• PROBLEM
Give the records again, word for word.

• GIVEN DATA
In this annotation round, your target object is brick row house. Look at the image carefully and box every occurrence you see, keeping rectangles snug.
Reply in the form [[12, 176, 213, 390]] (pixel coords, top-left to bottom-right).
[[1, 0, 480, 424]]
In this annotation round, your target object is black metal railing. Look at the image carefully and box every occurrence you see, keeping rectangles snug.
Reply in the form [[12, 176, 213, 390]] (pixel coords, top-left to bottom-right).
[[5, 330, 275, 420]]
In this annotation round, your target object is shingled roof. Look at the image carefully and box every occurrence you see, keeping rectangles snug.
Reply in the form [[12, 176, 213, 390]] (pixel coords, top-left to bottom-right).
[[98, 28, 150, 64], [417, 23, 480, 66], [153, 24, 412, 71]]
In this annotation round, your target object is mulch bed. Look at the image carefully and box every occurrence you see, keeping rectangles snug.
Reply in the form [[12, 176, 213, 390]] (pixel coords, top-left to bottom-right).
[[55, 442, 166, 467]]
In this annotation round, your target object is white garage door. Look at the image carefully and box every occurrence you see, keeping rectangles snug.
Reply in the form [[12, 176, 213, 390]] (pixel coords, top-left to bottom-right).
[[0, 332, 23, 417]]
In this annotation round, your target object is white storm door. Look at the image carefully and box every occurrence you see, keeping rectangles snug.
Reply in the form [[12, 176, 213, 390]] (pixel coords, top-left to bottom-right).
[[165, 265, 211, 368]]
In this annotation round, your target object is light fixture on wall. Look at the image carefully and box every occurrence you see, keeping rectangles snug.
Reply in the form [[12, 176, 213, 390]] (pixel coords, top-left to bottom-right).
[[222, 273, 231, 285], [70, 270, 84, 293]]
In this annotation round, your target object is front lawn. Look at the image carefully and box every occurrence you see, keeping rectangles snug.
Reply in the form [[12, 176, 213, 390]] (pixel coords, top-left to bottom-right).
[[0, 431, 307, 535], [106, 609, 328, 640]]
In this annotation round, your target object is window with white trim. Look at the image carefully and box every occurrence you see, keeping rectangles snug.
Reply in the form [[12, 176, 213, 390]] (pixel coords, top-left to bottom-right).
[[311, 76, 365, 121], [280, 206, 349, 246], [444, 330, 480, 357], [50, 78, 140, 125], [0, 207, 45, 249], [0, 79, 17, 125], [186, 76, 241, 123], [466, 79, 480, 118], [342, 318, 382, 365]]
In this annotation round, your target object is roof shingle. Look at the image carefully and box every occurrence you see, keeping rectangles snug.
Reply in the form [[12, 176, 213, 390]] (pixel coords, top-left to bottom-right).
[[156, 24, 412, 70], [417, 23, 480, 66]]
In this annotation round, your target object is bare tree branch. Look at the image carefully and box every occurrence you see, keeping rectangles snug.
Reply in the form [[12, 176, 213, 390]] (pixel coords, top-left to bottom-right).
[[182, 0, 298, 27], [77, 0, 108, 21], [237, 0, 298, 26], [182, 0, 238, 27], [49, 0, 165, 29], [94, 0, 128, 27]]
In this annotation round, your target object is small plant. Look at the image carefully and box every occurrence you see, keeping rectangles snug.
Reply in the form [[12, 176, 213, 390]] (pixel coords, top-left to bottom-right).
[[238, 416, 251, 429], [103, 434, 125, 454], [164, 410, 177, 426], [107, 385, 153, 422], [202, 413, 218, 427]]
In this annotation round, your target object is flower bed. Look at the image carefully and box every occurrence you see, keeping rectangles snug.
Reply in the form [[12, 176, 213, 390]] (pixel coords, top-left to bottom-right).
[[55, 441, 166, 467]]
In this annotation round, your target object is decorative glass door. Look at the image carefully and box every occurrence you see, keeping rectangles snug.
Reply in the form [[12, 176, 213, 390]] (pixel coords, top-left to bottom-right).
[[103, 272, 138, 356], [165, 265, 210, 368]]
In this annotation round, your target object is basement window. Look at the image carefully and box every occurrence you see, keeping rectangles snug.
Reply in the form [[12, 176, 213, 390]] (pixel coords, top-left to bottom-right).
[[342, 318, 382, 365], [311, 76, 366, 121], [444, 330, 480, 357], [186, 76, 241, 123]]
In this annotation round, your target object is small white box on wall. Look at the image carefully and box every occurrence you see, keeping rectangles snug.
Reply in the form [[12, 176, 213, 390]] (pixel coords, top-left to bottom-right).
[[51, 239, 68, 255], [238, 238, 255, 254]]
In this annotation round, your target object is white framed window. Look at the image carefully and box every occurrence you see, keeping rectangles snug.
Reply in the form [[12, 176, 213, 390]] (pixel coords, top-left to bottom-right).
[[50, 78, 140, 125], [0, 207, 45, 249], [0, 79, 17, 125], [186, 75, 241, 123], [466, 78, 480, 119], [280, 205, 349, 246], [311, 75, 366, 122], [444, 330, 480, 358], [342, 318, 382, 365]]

• WRITTEN REPLY
In this annotation round, your target object is brick row house. Look at the image carefully and box every occurrence you see, keeping rectangles snug.
Reply in the form [[12, 176, 213, 390]] (pixel coords, top-left to bottom-right).
[[1, 0, 480, 424]]
In this annotation round, your target object is black metal railing. Look at the image carefully and box every occurrence you see, keeping rectangles snug.
Reply in the form [[12, 176, 213, 390]] (pixel coords, top-left to bottom-right).
[[5, 330, 275, 420]]
In this annotation round, your target object is shingled roof. Look at the image carefully and box every occurrence you see, keeping rectangles snug.
Reply in the form [[12, 176, 213, 390]] (pixel coords, top-left to bottom-right).
[[98, 28, 150, 64], [417, 23, 480, 66], [153, 24, 412, 71]]
In this annotation round, your target object is mulch bed. Look at the image carefully and box every occurrence you see, keeping rectangles snug.
Reply in the form [[12, 176, 213, 390]] (pixel coords, top-left to bottom-right).
[[55, 442, 166, 467]]
In this annotation round, your target object is white garage door. Look at the image carefully and box every occurrence you see, keeping rectangles snug.
Reply in the form [[12, 176, 213, 390]] (pixel coords, top-left to bottom-right).
[[0, 332, 23, 417]]
In this annotation round, your target object is white storm door. Look at the image carefully and box every occurrence you see, keeping rectangles snug.
Reply in the form [[12, 176, 213, 390]] (pixel coords, top-left to bottom-right).
[[165, 265, 211, 368]]
In this annotation round, your target object is light fixture on wall. Look at the image carefully and box every occurrence you see, keeping rectangles snug.
Reply in the form [[12, 176, 213, 390]] (pixel coords, top-left to bottom-right).
[[222, 273, 231, 285], [70, 270, 84, 293]]
In this annotation round, your target object is front lawn. Look at the image carefully and box every occurrence you see, keeping rectangles snug.
Reply in the form [[12, 176, 213, 390]] (pixel coords, top-left to bottom-right).
[[0, 431, 307, 535], [106, 609, 328, 640]]
In this annotation round, your target object is window with white trim. Look at the image carefully and box every occurrence you see, keeping rectangles snug.
Reply in the form [[12, 176, 213, 390]] (pixel coords, top-left to bottom-right).
[[311, 76, 365, 121], [280, 206, 349, 246], [444, 330, 480, 357], [50, 78, 140, 125], [0, 207, 45, 249], [0, 79, 17, 125], [186, 76, 241, 123], [466, 79, 480, 118], [342, 318, 382, 365]]
In this annotation round, your target object is roof shingle. Look at the image carefully and box every occurrence you see, keeping rectangles snug.
Reply in the form [[12, 176, 213, 390]] (pixel coords, top-left to bottom-right).
[[156, 24, 412, 70], [417, 23, 480, 66]]
In this annotation round, your target object is bare tree branch. Look at the image carefully and box every occurrence you see, keeping rectangles snug.
Reply in the form [[12, 176, 213, 390]] (pixel coords, top-left to bottom-right).
[[182, 0, 298, 27], [77, 0, 108, 21], [237, 0, 298, 26], [182, 0, 238, 27], [49, 0, 165, 29], [94, 0, 128, 27]]
In this annotation round, your target object is small plant. Look at the image carefully and box every occurrence you see, keeping rectangles snug.
Reply in the form [[12, 176, 213, 390]] (pixel coords, top-left to bottom-right).
[[238, 416, 251, 429], [103, 434, 125, 454], [164, 410, 177, 426], [107, 385, 153, 422], [202, 413, 218, 427]]
In this annotation round, your target object is flower bed. Look at the image carefully and box every occurrence you see, keeping rectangles snug.
Reply in the form [[12, 176, 213, 390]] (pixel coords, top-left to bottom-right).
[[55, 441, 166, 467]]
In this annotation round, your target object is decorative glass door. Look at the image carefully and box every occurrence you see, keeping rectangles snug.
Reply in the form [[12, 176, 213, 390]] (pixel coords, top-left to bottom-right).
[[103, 272, 138, 356], [165, 265, 210, 368]]
In this annotation round, your target object is basement window. Look at the image carefully and box every occurrence you see, keeping rectangles snug.
Reply in the form [[12, 176, 213, 390]] (pixel coords, top-left to bottom-right).
[[342, 318, 382, 365], [311, 76, 366, 121], [444, 330, 480, 357], [186, 76, 241, 123]]
In this annotation round, your target object is small white box on wall. Look at the image carefully and box every occurrence you see, keeping rectangles snug.
Reply in the form [[12, 176, 213, 390]] (pixel coords, top-left to bottom-right).
[[51, 239, 68, 255], [238, 238, 255, 254]]
In this annotation round, your target object is white framed window. Look at the image carefully and box every occurrence you see, keeping rectangles snug.
Reply in the form [[12, 176, 213, 390]] (pixel coords, top-left to bottom-right).
[[50, 78, 140, 125], [0, 207, 45, 249], [0, 79, 17, 125], [186, 75, 241, 123], [466, 78, 480, 119], [280, 205, 349, 246], [311, 75, 366, 122], [444, 330, 480, 358], [342, 318, 382, 365]]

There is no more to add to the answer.